_Texte à lire_
####
Zajal

ZAJAL

57′ – 2010
opéra

Le zajal est une forme de poésie populaire et de joute oratoire méditerranéenne qui existe depuis la nuit des temps. Pour le compositeur libanais Zad Moultaka, c’est un souvenir qui remonte aux soirées perdues de son enfance où cette forme poétique partagée se pratiquait dans les villages, à la montagne, retransmis très souvent à la télévision nationale.
Dans cet univers où les poètes rivalisent, chacun soutenu par son clan, c’est le talent, l’imagination, la virtuosité des protagonistes et l’enthousiasme du public qui désignent les vainqueurs. 
A partir de cette tradition toujours vivante et du récit passionnant d’une de ces soirées particulièrement mémorable, Zad Moultaka tisse la trame d’un opéra où langue et langages s’entrelacent dans un étrange jeu dramatique. Le livret raconte l’histoire au début du XXe siècle de Chahrour el-Wadi jeune homme parti à l’aventure depuis quelques années et qui revient, masqué, défier son père, créant un échange délicieusement dynamique et virtuose. C’est un Zajal moderne que propose le compositeur qui interroge la mémoire collective et pose la question de la relation entre tradition et modernité, réflexion sur les racines populaires, en même temps que sur la possibilité d’une forme d’opéra arabe.
####
_Lignes de données_
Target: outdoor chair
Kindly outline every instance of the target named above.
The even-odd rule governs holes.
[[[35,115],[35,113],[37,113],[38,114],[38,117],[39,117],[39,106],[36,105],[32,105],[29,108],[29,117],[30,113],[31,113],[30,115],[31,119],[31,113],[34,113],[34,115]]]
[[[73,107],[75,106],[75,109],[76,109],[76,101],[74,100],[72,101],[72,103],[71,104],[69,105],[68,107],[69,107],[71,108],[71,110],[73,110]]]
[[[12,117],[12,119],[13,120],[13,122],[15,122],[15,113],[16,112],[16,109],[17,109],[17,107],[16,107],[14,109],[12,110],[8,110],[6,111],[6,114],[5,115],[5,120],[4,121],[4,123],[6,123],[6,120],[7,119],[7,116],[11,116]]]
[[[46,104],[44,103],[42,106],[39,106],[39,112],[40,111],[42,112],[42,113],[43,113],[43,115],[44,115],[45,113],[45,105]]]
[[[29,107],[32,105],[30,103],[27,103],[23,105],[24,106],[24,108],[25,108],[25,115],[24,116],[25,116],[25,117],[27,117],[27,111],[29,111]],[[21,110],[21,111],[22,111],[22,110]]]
####
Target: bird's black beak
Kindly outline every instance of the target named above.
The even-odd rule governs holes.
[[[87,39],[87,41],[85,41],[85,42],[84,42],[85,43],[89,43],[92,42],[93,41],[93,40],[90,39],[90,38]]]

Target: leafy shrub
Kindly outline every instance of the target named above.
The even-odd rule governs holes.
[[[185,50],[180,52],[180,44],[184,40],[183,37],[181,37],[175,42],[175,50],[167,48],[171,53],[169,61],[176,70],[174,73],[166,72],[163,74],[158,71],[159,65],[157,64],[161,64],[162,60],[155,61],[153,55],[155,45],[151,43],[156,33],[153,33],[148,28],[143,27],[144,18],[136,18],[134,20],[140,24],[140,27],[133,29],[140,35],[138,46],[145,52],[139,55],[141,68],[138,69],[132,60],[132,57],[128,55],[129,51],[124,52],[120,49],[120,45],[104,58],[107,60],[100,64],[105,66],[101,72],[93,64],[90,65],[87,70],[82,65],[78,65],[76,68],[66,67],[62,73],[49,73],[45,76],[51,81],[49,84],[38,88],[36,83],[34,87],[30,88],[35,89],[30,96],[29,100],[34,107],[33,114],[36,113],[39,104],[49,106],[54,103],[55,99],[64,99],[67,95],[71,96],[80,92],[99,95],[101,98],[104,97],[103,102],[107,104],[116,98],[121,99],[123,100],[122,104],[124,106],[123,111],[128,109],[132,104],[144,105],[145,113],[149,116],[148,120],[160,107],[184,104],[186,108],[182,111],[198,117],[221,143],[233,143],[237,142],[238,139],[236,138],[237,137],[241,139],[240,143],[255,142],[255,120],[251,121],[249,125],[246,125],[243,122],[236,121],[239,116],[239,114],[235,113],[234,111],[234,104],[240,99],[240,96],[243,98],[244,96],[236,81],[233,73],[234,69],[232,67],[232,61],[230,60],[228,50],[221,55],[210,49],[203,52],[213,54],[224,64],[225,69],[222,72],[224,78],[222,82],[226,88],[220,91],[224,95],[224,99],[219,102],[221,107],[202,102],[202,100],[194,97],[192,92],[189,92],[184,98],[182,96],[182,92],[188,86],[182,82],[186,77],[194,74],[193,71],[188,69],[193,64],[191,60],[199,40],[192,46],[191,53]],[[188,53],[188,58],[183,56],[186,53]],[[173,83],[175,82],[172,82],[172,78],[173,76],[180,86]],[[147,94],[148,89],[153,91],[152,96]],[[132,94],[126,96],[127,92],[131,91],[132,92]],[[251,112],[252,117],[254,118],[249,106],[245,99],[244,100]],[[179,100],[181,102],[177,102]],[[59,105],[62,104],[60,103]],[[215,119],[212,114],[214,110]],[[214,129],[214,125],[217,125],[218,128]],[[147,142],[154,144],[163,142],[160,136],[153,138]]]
####
_Énoncé de l'exercice_
Extrayez le texte sur le zajal figurant plus haut et recopiez-le en entier, sans y apporter la moindre modification.

_Réponse complète_
Zajal

ZAJAL

57′ – 2010
opéra

Le zajal est une forme de poésie populaire et de joute oratoire méditerranéenne qui existe depuis la nuit des temps. Pour le compositeur libanais Zad Moultaka, c’est un souvenir qui remonte aux soirées perdues de son enfance où cette forme poétique partagée se pratiquait dans les villages, à la montagne, retransmis très souvent à la télévision nationale.
Dans cet univers où les poètes rivalisent, chacun soutenu par son clan, c’est le talent, l’imagination, la virtuosité des protagonistes et l’enthousiasme du public qui désignent les vainqueurs. 
A partir de cette tradition toujours vivante et du récit passionnant d’une de ces soirées particulièrement mémorable, Zad Moultaka tisse la trame d’un opéra où langue et langages s’entrelacent dans un étrange jeu dramatique. Le livret raconte l’histoire au début du XXe siècle de Chahrour el-Wadi jeune homme parti à l’aventure depuis quelques années et qui revient, masqué, défier son père, créant un échange délicieusement dynamique et virtuose. C’est un Zajal moderne que propose le compositeur qui interroge la mémoire collective et pose la question de la relation entre tradition et modernité, réflexion sur les racines populaires, en même temps que sur la possibilité d’une forme d’opéra arabe.